Work required: From the post below on taxing the rich to reduce the deficit, reproduce word for word the part between "So the best" and "spendable, taxable income.", inclusive.
Text passage Block Start
Hey Rich Folks, Fix This Debt With Taxes!

By Derek Thompson
Dec 10 2009, 11:14 AM ET Comment

If you were wondering why the bipartisan commission seems strangely designed not to achieve anything, here's one reason why. In a new Bloomberg poll,

Two- thirds of Americans favor taxing the rich to reduce the deficit [Ed: Including about 50 percent of self-described Republicans. Huh!]

Well, the House Republican Whip Eric Cantor promises to cover his ears and scream loudly at the very mention of a tax increase until unemployment is under 5 percent (which means, what, six years at least?). Any other ideas, America?




Even though almost 9 of 10 respondents also say they believe the middle class will have to make financial sacrifices to achieve that goal, only a little more than one-fourth support an increase in taxes on the middle class. Fewer still back cuts in entitlement programs such as Social Security and Medicare or a new national consumption tax.

So the best deficit-busting measures are also the most unpopular. Not a big surprise. I'm guessing most respondents weren't flipping through CBO reports when they answered Bloomberg's questions, but this graph from the Congressional Budget Office makes perfectly clear that our long-term debt crisis is a surging Medicare flood spilling over a dam of tax revenue. The most logical way to avoid the coming inundation is to control the flood and raise the dam.

570 socialsecuritymedicare.pngRyan Avent has the right response for now. To lift that dark blue line of tax revenues in the next few years, we need to focus on short-term spending to reduce the unemployment rate and get these people some spendable, taxable income.
Text passage Block End
Material shown Block Start
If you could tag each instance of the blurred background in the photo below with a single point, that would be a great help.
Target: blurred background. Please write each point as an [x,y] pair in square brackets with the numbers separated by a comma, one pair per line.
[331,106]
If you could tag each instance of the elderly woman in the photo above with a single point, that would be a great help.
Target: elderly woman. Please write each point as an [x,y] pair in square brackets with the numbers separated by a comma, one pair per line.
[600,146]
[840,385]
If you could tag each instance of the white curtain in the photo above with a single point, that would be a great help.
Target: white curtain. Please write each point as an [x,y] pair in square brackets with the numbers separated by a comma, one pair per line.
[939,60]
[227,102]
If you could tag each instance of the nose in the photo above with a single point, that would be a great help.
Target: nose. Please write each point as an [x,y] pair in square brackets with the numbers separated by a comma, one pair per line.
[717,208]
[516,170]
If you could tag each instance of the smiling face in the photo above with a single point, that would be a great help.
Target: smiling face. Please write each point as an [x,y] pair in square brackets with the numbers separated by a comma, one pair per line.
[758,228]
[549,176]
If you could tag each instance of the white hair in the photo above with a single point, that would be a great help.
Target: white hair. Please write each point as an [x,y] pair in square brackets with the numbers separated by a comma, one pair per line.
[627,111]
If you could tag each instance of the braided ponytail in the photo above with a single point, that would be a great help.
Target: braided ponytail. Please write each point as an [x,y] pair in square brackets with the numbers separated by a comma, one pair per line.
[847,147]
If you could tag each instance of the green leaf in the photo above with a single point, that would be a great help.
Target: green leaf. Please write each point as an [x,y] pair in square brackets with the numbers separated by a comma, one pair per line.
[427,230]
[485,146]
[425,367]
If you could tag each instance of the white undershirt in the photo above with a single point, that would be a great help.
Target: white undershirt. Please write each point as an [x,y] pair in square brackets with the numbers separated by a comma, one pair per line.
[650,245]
Material shown Block End
Solution to this task:
So the best deficit-busting measures are also the most unpopular. Not a big surprise. I'm guessing most respondents weren't flipping through CBO reports when they answered Bloomberg's questions, but this graph from the Congressional Budget Office makes perfectly clear that our long-term debt crisis is a surging Medicare flood spilling over a dam of tax revenue. The most logical way to avoid the coming inundation is to control the flood and raise the dam.

570 socialsecuritymedicare.pngRyan Avent has the right response for now. To lift that dark blue line of tax revenues in the next few years, we need to focus on short-term spending to reduce the unemployment rate and get these people some spendable, taxable income.